EXERCISE AIM:
Render the lines below as a two-column CSV headed instruction,output, with one row for each line beginning "Spot". Put that line and the one after it in instruction and the lines that follow in output, quoting every field and replacing line breaks inside a field with spaces.

LISTING:
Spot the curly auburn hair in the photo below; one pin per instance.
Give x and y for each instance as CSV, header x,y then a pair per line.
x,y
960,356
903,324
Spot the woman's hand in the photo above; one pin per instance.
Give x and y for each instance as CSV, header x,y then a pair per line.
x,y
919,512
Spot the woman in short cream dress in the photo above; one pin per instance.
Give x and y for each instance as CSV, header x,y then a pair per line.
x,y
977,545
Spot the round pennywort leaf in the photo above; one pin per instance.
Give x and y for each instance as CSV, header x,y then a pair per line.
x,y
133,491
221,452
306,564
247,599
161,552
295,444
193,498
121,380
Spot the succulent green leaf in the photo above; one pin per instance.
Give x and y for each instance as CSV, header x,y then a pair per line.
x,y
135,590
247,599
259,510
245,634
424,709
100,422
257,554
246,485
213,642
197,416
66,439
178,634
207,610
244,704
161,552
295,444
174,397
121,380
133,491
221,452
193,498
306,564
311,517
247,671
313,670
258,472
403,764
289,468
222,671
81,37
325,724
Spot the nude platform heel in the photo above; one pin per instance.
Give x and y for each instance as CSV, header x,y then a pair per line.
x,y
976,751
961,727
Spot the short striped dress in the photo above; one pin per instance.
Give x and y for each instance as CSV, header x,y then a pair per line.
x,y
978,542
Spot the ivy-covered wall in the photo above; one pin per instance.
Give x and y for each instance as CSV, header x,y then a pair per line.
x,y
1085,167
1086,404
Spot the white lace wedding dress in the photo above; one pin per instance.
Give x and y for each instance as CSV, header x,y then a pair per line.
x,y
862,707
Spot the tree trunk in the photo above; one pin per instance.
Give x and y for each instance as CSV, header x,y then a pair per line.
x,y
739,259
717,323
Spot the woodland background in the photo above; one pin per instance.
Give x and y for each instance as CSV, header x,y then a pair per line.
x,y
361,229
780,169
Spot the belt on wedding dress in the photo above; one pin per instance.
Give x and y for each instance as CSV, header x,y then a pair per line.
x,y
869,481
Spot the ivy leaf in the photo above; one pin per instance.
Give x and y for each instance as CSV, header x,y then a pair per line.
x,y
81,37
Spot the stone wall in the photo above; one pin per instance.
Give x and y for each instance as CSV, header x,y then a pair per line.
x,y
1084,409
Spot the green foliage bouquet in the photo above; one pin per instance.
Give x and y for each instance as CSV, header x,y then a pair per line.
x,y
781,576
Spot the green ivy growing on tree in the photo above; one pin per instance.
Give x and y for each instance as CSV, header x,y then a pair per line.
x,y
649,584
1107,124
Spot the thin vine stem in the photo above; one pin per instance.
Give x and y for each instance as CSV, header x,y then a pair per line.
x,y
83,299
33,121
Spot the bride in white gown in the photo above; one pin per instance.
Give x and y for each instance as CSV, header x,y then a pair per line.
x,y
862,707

RESULT:
instruction,output
"Spot the curly auburn hair in the photo below; one pin per instance. Give x and y for each instance as CSV, header x,y then a pair per line.","x,y 960,356 903,324"
"Spot the woman's hand in the photo above; one pin per instance. Give x and y for each instance as CSV, header x,y then a pair per line.","x,y 919,512"
"Spot the woman in short cream dress in the photo above; one pin per instance. Give x and y for each instance as CSV, header x,y then a pair per line.","x,y 977,545"
"Spot the round pennywort leaf in the photo above; one pin per instance. Give x and y for each instance as CSV, header x,y then a pair per line.","x,y 133,491 221,452 306,564 247,599 161,552 295,444 193,498 121,380"
"Spot the succulent green leaf in the photo above; one pin per instance. Give x and y for each instance as CSV, header x,y then a pair per line.","x,y 135,590 247,599 259,510 245,634 424,709 100,422 257,554 246,485 213,642 197,416 66,439 178,634 207,610 244,704 161,552 295,444 174,397 121,380 133,491 221,452 193,498 306,564 311,517 247,671 313,670 258,472 403,764 289,468 222,671 81,37 325,724"
"Spot the nude platform heel in the photo above; one pin per instance. Give x and y for each instance as CSV, header x,y then a pair per line.","x,y 976,751 961,727"
"Spot the short striped dress in the photo above; one pin per instance. Give x and y for each instance as CSV, header x,y then a pair per line.","x,y 978,542"
"Spot the ivy-covered wall in the photo above; one pin per instance. Give x and y for each instance as CSV, header x,y then a pair per line.","x,y 1085,167 1086,404"
"Spot the white lace wedding dress in the photo above; one pin per instance. Give x and y for each instance as CSV, header x,y then a pair per line.","x,y 862,707"
"Spot the tree trunk in the photo above; one pin per instance. Give x and y for each instance as CSV, header x,y then a pair per line.","x,y 739,259 717,323"
"Spot the woodland background in the photo above; one pin per instance. Give x and y for each instance as CSV, header x,y then a pair per line.","x,y 361,229 780,169"
"Spot the belt on wedding dress in the photo above; one pin per instance. Give x and y for each instance as CSV, header x,y then a pair per line.","x,y 869,481"
"Spot the ivy leaf in the photo above; one pin per instance. Give x and y for each instance as CSV, header x,y then a pair per line.","x,y 81,37"
"Spot the stone wall in the photo above; one pin per instance. Give x and y for each instance as CSV, header x,y then a pair per line.","x,y 1084,409"
"Spot the green foliage bouquet in the photo above; one pin per instance. Give x and y for each instance as CSV, header x,y then a pair per line.","x,y 781,576"
"Spot the green ivy growing on tree in the photo above; one pin per instance. Give x and y for each instance as CSV, header x,y then a pair per line.","x,y 649,584 1107,124"
"Spot the thin vine stem in the photo above; one pin per instance. Give x and y for each instance as CSV, header x,y then a pair per line.","x,y 83,299 33,121"
"Spot the bride in white gown in the photo above; one pin per instance. Give x and y for each instance as CSV, header x,y then a pair per line.","x,y 862,707"